▸ Task to complete: Show each line of the items below that contains the string "bench", copying every such line in full.

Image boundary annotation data
:::
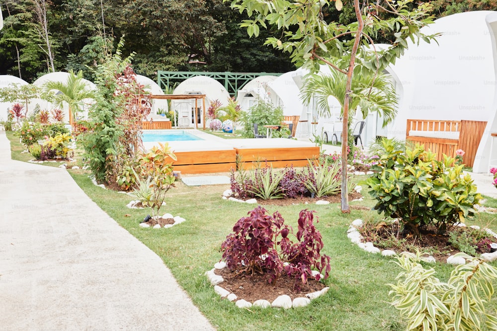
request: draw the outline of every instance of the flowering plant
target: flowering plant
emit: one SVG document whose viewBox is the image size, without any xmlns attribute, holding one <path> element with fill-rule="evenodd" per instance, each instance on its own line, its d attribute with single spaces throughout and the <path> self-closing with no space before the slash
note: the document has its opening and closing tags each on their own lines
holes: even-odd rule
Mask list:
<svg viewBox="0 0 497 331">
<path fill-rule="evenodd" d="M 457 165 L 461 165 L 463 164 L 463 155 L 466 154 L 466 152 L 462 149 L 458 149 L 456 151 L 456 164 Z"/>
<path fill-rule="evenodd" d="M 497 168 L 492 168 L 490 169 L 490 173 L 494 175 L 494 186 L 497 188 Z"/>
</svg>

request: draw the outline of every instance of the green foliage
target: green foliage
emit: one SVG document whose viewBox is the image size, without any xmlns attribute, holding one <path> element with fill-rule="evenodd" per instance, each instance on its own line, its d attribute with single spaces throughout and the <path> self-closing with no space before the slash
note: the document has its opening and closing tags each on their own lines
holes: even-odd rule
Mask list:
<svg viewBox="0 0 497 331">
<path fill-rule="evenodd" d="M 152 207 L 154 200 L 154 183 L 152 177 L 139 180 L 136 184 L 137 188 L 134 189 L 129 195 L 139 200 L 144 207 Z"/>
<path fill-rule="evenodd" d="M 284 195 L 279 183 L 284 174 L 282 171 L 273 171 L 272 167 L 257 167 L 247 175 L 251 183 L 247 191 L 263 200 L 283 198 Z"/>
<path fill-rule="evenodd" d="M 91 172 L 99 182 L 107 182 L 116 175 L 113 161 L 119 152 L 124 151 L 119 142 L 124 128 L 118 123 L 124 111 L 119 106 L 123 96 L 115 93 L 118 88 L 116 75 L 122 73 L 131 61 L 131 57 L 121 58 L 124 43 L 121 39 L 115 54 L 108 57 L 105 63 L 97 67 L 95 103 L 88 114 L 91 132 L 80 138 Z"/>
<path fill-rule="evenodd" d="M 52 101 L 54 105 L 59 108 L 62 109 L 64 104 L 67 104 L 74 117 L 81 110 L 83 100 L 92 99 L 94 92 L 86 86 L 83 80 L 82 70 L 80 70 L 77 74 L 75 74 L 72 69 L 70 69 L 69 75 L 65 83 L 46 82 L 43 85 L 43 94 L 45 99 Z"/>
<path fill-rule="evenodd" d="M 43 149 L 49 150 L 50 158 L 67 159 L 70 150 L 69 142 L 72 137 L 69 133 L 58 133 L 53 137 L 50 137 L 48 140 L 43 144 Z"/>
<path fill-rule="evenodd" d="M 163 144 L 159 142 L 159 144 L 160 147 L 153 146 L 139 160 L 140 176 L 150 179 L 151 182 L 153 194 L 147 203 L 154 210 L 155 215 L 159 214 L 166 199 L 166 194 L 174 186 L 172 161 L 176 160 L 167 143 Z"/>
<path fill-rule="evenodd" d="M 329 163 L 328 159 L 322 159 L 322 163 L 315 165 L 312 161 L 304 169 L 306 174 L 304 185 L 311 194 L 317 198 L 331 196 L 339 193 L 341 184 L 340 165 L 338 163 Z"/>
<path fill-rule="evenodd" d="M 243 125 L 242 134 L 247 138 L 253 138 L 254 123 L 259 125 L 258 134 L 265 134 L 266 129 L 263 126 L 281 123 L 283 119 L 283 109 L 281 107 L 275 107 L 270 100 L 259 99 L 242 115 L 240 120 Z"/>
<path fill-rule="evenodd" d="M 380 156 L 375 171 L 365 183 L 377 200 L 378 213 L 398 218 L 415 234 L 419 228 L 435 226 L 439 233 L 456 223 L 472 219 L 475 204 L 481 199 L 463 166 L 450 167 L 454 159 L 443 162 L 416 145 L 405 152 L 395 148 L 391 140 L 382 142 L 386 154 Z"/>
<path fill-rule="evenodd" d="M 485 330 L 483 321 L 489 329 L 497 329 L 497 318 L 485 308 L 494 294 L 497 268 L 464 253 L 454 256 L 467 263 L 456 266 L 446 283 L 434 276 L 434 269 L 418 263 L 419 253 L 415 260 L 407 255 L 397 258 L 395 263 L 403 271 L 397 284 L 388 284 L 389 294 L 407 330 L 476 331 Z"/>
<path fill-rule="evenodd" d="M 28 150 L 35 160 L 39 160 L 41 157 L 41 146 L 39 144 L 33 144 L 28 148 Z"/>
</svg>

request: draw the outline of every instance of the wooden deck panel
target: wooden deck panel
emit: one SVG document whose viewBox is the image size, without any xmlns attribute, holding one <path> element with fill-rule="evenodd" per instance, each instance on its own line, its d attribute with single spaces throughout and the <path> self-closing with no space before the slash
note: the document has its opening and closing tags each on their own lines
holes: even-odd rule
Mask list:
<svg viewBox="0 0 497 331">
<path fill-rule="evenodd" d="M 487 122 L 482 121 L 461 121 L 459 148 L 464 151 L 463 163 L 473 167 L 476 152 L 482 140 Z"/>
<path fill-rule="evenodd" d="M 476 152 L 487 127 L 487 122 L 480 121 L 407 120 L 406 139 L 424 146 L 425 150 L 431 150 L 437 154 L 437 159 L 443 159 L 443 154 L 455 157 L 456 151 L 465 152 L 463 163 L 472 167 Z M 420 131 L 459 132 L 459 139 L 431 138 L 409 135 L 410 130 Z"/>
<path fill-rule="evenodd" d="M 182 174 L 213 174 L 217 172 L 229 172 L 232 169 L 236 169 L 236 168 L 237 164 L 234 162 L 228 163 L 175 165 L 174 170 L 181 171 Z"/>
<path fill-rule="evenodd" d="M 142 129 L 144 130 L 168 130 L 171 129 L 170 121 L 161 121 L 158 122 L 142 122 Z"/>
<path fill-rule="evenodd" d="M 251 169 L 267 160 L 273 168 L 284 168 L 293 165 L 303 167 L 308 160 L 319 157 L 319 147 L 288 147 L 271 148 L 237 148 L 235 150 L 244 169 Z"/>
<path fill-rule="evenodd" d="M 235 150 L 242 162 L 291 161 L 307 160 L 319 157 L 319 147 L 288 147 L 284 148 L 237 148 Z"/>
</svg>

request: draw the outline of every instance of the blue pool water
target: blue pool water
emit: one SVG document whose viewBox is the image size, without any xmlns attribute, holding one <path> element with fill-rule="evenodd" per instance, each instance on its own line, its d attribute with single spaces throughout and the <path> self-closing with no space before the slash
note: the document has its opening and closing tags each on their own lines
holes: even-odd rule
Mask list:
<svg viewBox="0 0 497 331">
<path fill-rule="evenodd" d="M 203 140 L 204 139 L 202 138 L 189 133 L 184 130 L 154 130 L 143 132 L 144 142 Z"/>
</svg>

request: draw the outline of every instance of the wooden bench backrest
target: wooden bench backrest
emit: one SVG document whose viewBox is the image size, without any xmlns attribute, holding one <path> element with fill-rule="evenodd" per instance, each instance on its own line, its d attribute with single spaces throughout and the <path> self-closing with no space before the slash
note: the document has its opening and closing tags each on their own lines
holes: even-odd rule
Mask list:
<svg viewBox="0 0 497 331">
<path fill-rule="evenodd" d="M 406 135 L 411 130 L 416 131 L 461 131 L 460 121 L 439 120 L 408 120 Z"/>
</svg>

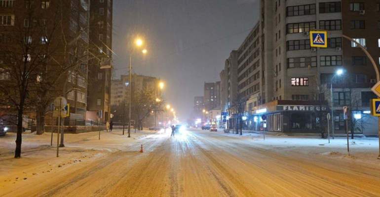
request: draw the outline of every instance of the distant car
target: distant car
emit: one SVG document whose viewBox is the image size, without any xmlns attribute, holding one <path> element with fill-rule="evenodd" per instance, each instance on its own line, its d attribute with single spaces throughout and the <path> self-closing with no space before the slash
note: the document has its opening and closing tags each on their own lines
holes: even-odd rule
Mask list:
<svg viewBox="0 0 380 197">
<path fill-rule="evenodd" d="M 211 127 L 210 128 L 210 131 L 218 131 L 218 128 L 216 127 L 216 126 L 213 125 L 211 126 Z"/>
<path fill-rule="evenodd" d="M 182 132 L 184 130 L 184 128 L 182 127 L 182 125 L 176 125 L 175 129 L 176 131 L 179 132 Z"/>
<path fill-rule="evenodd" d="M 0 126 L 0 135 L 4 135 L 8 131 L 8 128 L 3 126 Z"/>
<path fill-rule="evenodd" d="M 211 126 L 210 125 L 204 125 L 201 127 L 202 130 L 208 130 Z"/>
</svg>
:::
▸ Exercise result:
request: draw the outline of every instance of the wooden bench backrest
target: wooden bench backrest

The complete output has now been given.